**Task to carry out:** Reproduce all of the records below verbatim, leaving out the pictures.

**Input:**
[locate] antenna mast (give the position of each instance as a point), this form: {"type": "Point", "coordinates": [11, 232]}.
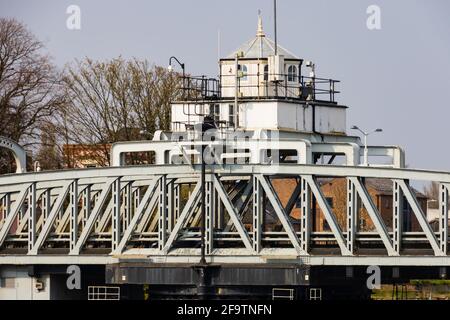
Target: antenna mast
{"type": "Point", "coordinates": [275, 24]}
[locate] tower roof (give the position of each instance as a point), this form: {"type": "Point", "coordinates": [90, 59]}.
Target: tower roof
{"type": "Point", "coordinates": [261, 47]}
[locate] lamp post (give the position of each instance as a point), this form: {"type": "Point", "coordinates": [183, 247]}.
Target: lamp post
{"type": "Point", "coordinates": [366, 150]}
{"type": "Point", "coordinates": [182, 65]}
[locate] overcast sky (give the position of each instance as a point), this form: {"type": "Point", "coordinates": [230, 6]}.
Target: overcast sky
{"type": "Point", "coordinates": [396, 78]}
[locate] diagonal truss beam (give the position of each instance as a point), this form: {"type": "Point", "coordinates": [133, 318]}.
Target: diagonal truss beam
{"type": "Point", "coordinates": [184, 216]}
{"type": "Point", "coordinates": [418, 212]}
{"type": "Point", "coordinates": [374, 215]}
{"type": "Point", "coordinates": [232, 212]}
{"type": "Point", "coordinates": [329, 216]}
{"type": "Point", "coordinates": [281, 213]}
{"type": "Point", "coordinates": [242, 203]}
{"type": "Point", "coordinates": [15, 208]}
{"type": "Point", "coordinates": [93, 217]}
{"type": "Point", "coordinates": [51, 218]}
{"type": "Point", "coordinates": [149, 194]}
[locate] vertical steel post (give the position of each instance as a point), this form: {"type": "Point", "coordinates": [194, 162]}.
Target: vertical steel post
{"type": "Point", "coordinates": [352, 209]}
{"type": "Point", "coordinates": [86, 205]}
{"type": "Point", "coordinates": [73, 194]}
{"type": "Point", "coordinates": [46, 203]}
{"type": "Point", "coordinates": [209, 219]}
{"type": "Point", "coordinates": [6, 205]}
{"type": "Point", "coordinates": [305, 239]}
{"type": "Point", "coordinates": [176, 202]}
{"type": "Point", "coordinates": [116, 227]}
{"type": "Point", "coordinates": [397, 220]}
{"type": "Point", "coordinates": [32, 216]}
{"type": "Point", "coordinates": [127, 206]}
{"type": "Point", "coordinates": [443, 218]}
{"type": "Point", "coordinates": [258, 205]}
{"type": "Point", "coordinates": [202, 205]}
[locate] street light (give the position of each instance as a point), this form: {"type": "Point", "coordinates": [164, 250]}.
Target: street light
{"type": "Point", "coordinates": [170, 67]}
{"type": "Point", "coordinates": [366, 134]}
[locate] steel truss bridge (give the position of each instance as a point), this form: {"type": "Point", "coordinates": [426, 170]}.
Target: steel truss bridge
{"type": "Point", "coordinates": [110, 215]}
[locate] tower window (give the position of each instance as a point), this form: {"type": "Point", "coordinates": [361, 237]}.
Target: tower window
{"type": "Point", "coordinates": [292, 73]}
{"type": "Point", "coordinates": [243, 69]}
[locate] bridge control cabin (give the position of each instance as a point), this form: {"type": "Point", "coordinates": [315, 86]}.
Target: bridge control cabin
{"type": "Point", "coordinates": [262, 86]}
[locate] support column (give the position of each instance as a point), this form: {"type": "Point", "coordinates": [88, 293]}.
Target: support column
{"type": "Point", "coordinates": [116, 227]}
{"type": "Point", "coordinates": [136, 198]}
{"type": "Point", "coordinates": [73, 194]}
{"type": "Point", "coordinates": [127, 206]}
{"type": "Point", "coordinates": [258, 209]}
{"type": "Point", "coordinates": [176, 201]}
{"type": "Point", "coordinates": [397, 221]}
{"type": "Point", "coordinates": [6, 205]}
{"type": "Point", "coordinates": [32, 216]}
{"type": "Point", "coordinates": [86, 210]}
{"type": "Point", "coordinates": [170, 205]}
{"type": "Point", "coordinates": [305, 225]}
{"type": "Point", "coordinates": [46, 203]}
{"type": "Point", "coordinates": [162, 209]}
{"type": "Point", "coordinates": [209, 221]}
{"type": "Point", "coordinates": [352, 215]}
{"type": "Point", "coordinates": [443, 218]}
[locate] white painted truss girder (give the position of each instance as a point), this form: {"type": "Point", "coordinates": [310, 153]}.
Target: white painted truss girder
{"type": "Point", "coordinates": [117, 210]}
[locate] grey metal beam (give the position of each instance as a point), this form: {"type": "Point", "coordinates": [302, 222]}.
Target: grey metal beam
{"type": "Point", "coordinates": [443, 217]}
{"type": "Point", "coordinates": [421, 218]}
{"type": "Point", "coordinates": [293, 198]}
{"type": "Point", "coordinates": [375, 216]}
{"type": "Point", "coordinates": [162, 213]}
{"type": "Point", "coordinates": [281, 214]}
{"type": "Point", "coordinates": [397, 221]}
{"type": "Point", "coordinates": [184, 216]}
{"type": "Point", "coordinates": [209, 219]}
{"type": "Point", "coordinates": [149, 193]}
{"type": "Point", "coordinates": [31, 215]}
{"type": "Point", "coordinates": [232, 212]}
{"type": "Point", "coordinates": [306, 220]}
{"type": "Point", "coordinates": [73, 213]}
{"type": "Point", "coordinates": [258, 210]}
{"type": "Point", "coordinates": [352, 215]}
{"type": "Point", "coordinates": [87, 176]}
{"type": "Point", "coordinates": [116, 229]}
{"type": "Point", "coordinates": [93, 217]}
{"type": "Point", "coordinates": [329, 216]}
{"type": "Point", "coordinates": [50, 219]}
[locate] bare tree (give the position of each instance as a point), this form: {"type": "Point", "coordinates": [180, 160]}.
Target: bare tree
{"type": "Point", "coordinates": [28, 84]}
{"type": "Point", "coordinates": [114, 101]}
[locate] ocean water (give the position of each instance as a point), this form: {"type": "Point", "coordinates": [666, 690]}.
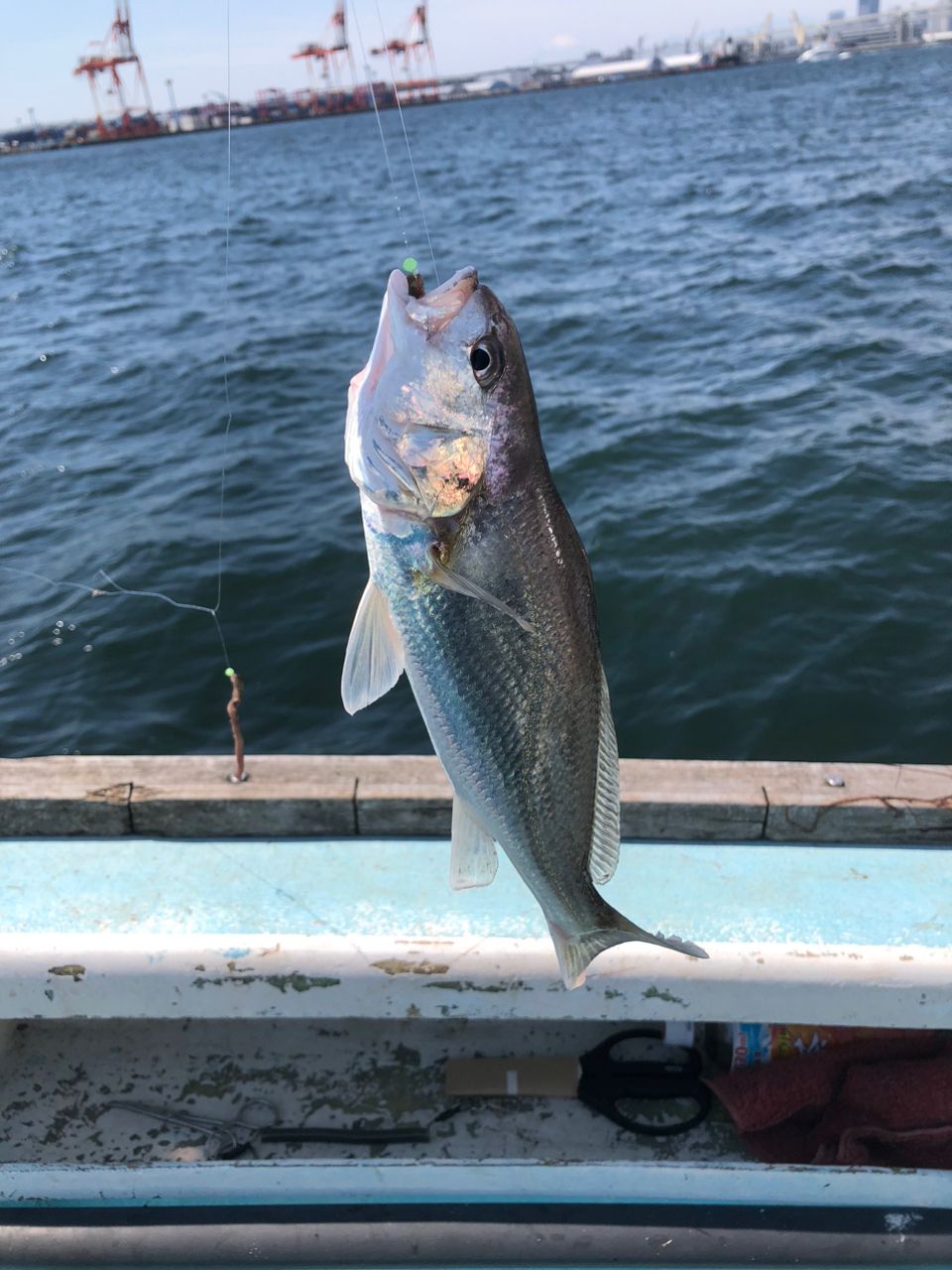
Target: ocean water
{"type": "Point", "coordinates": [735, 296]}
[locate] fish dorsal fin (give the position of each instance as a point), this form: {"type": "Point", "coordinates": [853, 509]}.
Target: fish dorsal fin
{"type": "Point", "coordinates": [375, 653]}
{"type": "Point", "coordinates": [603, 857]}
{"type": "Point", "coordinates": [452, 580]}
{"type": "Point", "coordinates": [472, 861]}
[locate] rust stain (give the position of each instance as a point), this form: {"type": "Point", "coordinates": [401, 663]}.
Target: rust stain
{"type": "Point", "coordinates": [70, 971]}
{"type": "Point", "coordinates": [112, 794]}
{"type": "Point", "coordinates": [394, 965]}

**Expected output:**
[locate] antenna mast (give the position of each instance as a point), this form: {"type": "Point", "coordinates": [11, 232]}.
Target: antenna mast
{"type": "Point", "coordinates": [275, 24]}
[locate] tower roof (give the position of each instance as a point), this form: {"type": "Point", "coordinates": [90, 59]}.
Target: tower roof
{"type": "Point", "coordinates": [261, 47]}
[locate] lamp post (give the position of each instance as a point), this form: {"type": "Point", "coordinates": [183, 247]}.
Target: lamp post
{"type": "Point", "coordinates": [366, 150]}
{"type": "Point", "coordinates": [182, 65]}
[locate] overcast sky (give the position of each instance as a point), this form: {"type": "Point", "coordinates": [230, 6]}.
Target: overcast sky
{"type": "Point", "coordinates": [396, 78]}
[locate] diagonal truss beam (give the position of each instance as a point), this form: {"type": "Point", "coordinates": [133, 318]}.
Target: diagonal truss beam
{"type": "Point", "coordinates": [184, 216]}
{"type": "Point", "coordinates": [418, 212]}
{"type": "Point", "coordinates": [374, 215]}
{"type": "Point", "coordinates": [232, 212]}
{"type": "Point", "coordinates": [329, 216]}
{"type": "Point", "coordinates": [281, 213]}
{"type": "Point", "coordinates": [242, 203]}
{"type": "Point", "coordinates": [15, 208]}
{"type": "Point", "coordinates": [93, 217]}
{"type": "Point", "coordinates": [51, 218]}
{"type": "Point", "coordinates": [149, 194]}
[locate] vertical steel post (give the position of each instance as a point), this form: {"type": "Point", "coordinates": [194, 162]}.
Target: vertical steel post
{"type": "Point", "coordinates": [352, 209]}
{"type": "Point", "coordinates": [86, 205]}
{"type": "Point", "coordinates": [73, 194]}
{"type": "Point", "coordinates": [46, 203]}
{"type": "Point", "coordinates": [209, 219]}
{"type": "Point", "coordinates": [6, 205]}
{"type": "Point", "coordinates": [305, 239]}
{"type": "Point", "coordinates": [176, 202]}
{"type": "Point", "coordinates": [116, 227]}
{"type": "Point", "coordinates": [397, 220]}
{"type": "Point", "coordinates": [32, 216]}
{"type": "Point", "coordinates": [127, 206]}
{"type": "Point", "coordinates": [443, 218]}
{"type": "Point", "coordinates": [258, 205]}
{"type": "Point", "coordinates": [202, 205]}
[locate] street light (give the position of each instance as a point), this form: {"type": "Point", "coordinates": [164, 250]}.
Target: street light
{"type": "Point", "coordinates": [170, 67]}
{"type": "Point", "coordinates": [366, 134]}
[locate] steel truss bridge (give the position of each instance as a point), this form: {"type": "Point", "coordinates": [426, 170]}.
Target: steel truss bridge
{"type": "Point", "coordinates": [110, 215]}
[locate] tower window (give the position of each instance as a point), this form: {"type": "Point", "coordinates": [361, 237]}.
Target: tower window
{"type": "Point", "coordinates": [292, 73]}
{"type": "Point", "coordinates": [243, 69]}
[locate] bridge control cabin (give the position of each instance as a point), this form: {"type": "Point", "coordinates": [315, 86]}.
Target: bridge control cabin
{"type": "Point", "coordinates": [262, 86]}
[locate] support column (give the position of each instance as a point), this form: {"type": "Point", "coordinates": [88, 293]}.
Target: support column
{"type": "Point", "coordinates": [116, 227]}
{"type": "Point", "coordinates": [136, 198]}
{"type": "Point", "coordinates": [73, 194]}
{"type": "Point", "coordinates": [127, 206]}
{"type": "Point", "coordinates": [258, 209]}
{"type": "Point", "coordinates": [176, 201]}
{"type": "Point", "coordinates": [397, 221]}
{"type": "Point", "coordinates": [6, 205]}
{"type": "Point", "coordinates": [32, 216]}
{"type": "Point", "coordinates": [86, 210]}
{"type": "Point", "coordinates": [170, 205]}
{"type": "Point", "coordinates": [305, 225]}
{"type": "Point", "coordinates": [46, 203]}
{"type": "Point", "coordinates": [162, 209]}
{"type": "Point", "coordinates": [209, 221]}
{"type": "Point", "coordinates": [352, 215]}
{"type": "Point", "coordinates": [443, 218]}
[locate] white painted truss girder (give the position of each instance as a point), this form: {"type": "Point", "coordinates": [310, 153]}.
Target: white painted truss girder
{"type": "Point", "coordinates": [117, 210]}
[locate] grey metal beam (give the position of each instance as a point), this form: {"type": "Point", "coordinates": [302, 222]}.
Target: grey metal beam
{"type": "Point", "coordinates": [443, 217]}
{"type": "Point", "coordinates": [421, 218]}
{"type": "Point", "coordinates": [293, 198]}
{"type": "Point", "coordinates": [375, 216]}
{"type": "Point", "coordinates": [162, 213]}
{"type": "Point", "coordinates": [281, 214]}
{"type": "Point", "coordinates": [397, 221]}
{"type": "Point", "coordinates": [184, 216]}
{"type": "Point", "coordinates": [209, 219]}
{"type": "Point", "coordinates": [149, 193]}
{"type": "Point", "coordinates": [31, 215]}
{"type": "Point", "coordinates": [232, 212]}
{"type": "Point", "coordinates": [306, 220]}
{"type": "Point", "coordinates": [73, 213]}
{"type": "Point", "coordinates": [258, 210]}
{"type": "Point", "coordinates": [352, 215]}
{"type": "Point", "coordinates": [87, 176]}
{"type": "Point", "coordinates": [116, 229]}
{"type": "Point", "coordinates": [93, 217]}
{"type": "Point", "coordinates": [329, 216]}
{"type": "Point", "coordinates": [50, 219]}
[locate] bare tree (give the position of each instance as a point), this form: {"type": "Point", "coordinates": [180, 160]}.
Target: bare tree
{"type": "Point", "coordinates": [28, 84]}
{"type": "Point", "coordinates": [114, 101]}
[locate] ocean water (give the position of each instance as a point), this form: {"type": "Point", "coordinates": [666, 690]}.
Target: ocean water
{"type": "Point", "coordinates": [735, 296]}
[locate] fish dorsal fin (give the position of each instance as a point), this form: {"type": "Point", "coordinates": [853, 509]}.
Target: fish dorsal fin
{"type": "Point", "coordinates": [375, 653]}
{"type": "Point", "coordinates": [603, 857]}
{"type": "Point", "coordinates": [452, 580]}
{"type": "Point", "coordinates": [472, 861]}
[locate] rust stain (give the position of each instance as a point), this form: {"type": "Point", "coordinates": [401, 663]}.
Target: rust stain
{"type": "Point", "coordinates": [70, 971]}
{"type": "Point", "coordinates": [112, 794]}
{"type": "Point", "coordinates": [394, 965]}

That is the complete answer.